ПРИВЕДЁННЫЙ ТЕКСТ:
----------------

Этот аптекарь является чем-то вроде коммивояжера, который разъезжает по всему Союзу и распространяет какие-то фармацевтические продукты. На этот раз он побывал в ряде мелких городишек Курской и Воронежской областей. В этих частях СССР был сильный неурожай, а сейчас – голод. Люди по трое суток стоят в очереди за хлебом, причем качество этого продукта таково, что он лишь в малой степени соответствует своему названию. Вот – действительность. В наших газетах об этом, конечно, ни слова. Вместо этого – бесконечное словоблудие о том, что «жить стало легче, жить стало веселей», «что нигде так радостно и привольно не живется, как в СССР», что в других странах голод, а у нас благодать. Когда Гитлер на Нюренбергском съезде фашистов заявил, что у нас – голод, как наши газеты издевались над этим, сколько карикатур было нарисовано о голоде в Германии! И наряду с этим цинически скрывается, что в самом центре страны целые области лишены хлеба. А ведь это только начало зимы… Ведь будущий урожай – лишь через восемь месяцев!

Голод! Опять голод! Был голод в 1921–1922 гг. Был ужасный голод в 1931–33 гг. И вот опять в 1936–37 гг. страна голодает. Почему? В 1921–22 гг. отвечали: голод объясняется разрухой после гражданской войны. В 1932–33 гг. голод тщательно скрывался и отрицался, но неофициально его объясняли тем, что все средства были брошены на индустриализацию и для оплаты долгов наш хлеб вывозился за бесценок за границу. Но теперь! Теперь, когда страна окрепла, индустриализировалась, когда имеются сотни тысяч тракторов, тысячи комбайнеров. Теперь, когда нет необходимости посылать в таком количестве хлеб за границу! Надо признать, что лишь исключительно неумелое руководство сельским хозяйством может привести к подобным результатам на 20-м году после октябрьской революции! Дело, конечно, не во вредительстве, а в полном неумении руководить страной. Конечно, если голод станет явным, будет «раскрыта» контрреволюционная организация, которую обвинят во всех бедствиях. Расстреляют вновь сорок или пятьдесят совершенно невинных людей, которых предварительно заставят признаться в невероятных преступлениях. Найдутся даже дураки, которые поверят в то, что они голодают, потому что какие-то злодеи задумали напакостить советской власти!

Итак, в стране опять голод. А у нас в Харькове – благодать: в магазинах – много продуктов. В булочных – много прекрасного хлеба. Это делается для того, чтобы была видимость счастливой, привольной жизни. Ведь иностранцы, посещающие СССР, вряд ли будут разъезжать по городам и селам Курской и Воронежской губернии. Но многие из них побывают в Москве, Ленинграде, Харькове и других крупных городах. И вот в этих-то местах создается видимость благодати. Но надолго ли это будет возможно? Ведь 3–4 года тому назад люди голодали и в больших городах. То, что голод в стране, – это ужасно. Но не менее ужасно то, что это скрывается и что об этом нельзя ни писать, ни говорить. Страна задавлена и мрачно молчит…


31 декабря (вечером)

----------------

Данные с разметкой точек
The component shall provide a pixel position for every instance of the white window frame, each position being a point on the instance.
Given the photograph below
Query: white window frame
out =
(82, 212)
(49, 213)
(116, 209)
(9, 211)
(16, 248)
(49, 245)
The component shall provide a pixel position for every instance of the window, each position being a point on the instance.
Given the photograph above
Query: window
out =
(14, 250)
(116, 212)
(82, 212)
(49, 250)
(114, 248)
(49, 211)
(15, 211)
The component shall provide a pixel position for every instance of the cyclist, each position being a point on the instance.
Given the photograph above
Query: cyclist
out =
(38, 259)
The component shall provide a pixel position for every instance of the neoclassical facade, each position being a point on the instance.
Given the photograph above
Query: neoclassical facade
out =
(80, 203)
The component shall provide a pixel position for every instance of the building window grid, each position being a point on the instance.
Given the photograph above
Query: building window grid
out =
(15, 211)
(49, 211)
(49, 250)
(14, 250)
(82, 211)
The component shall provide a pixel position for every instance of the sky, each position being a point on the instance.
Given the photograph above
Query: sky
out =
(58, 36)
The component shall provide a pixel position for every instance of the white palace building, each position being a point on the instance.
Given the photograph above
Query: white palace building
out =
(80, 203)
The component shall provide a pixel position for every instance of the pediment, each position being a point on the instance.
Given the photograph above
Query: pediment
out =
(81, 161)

----------------

УСЛОВИЕ ЗАДАНИЯ:
Ответьте на вопросы по тексту о голоде:
1. В каких областях на этот раз побывал аптекарь?
2. Чем в 1921–22 гг. объясняли голод?
3. Что, согласно тексту, есть в булочных Харькова?

ОТВЕТ НА ЗАДАНИЕ:
1. В Курской и Воронежской областях.
2. Разрухой после гражданской войны.
3. Много прекрасного хлеба.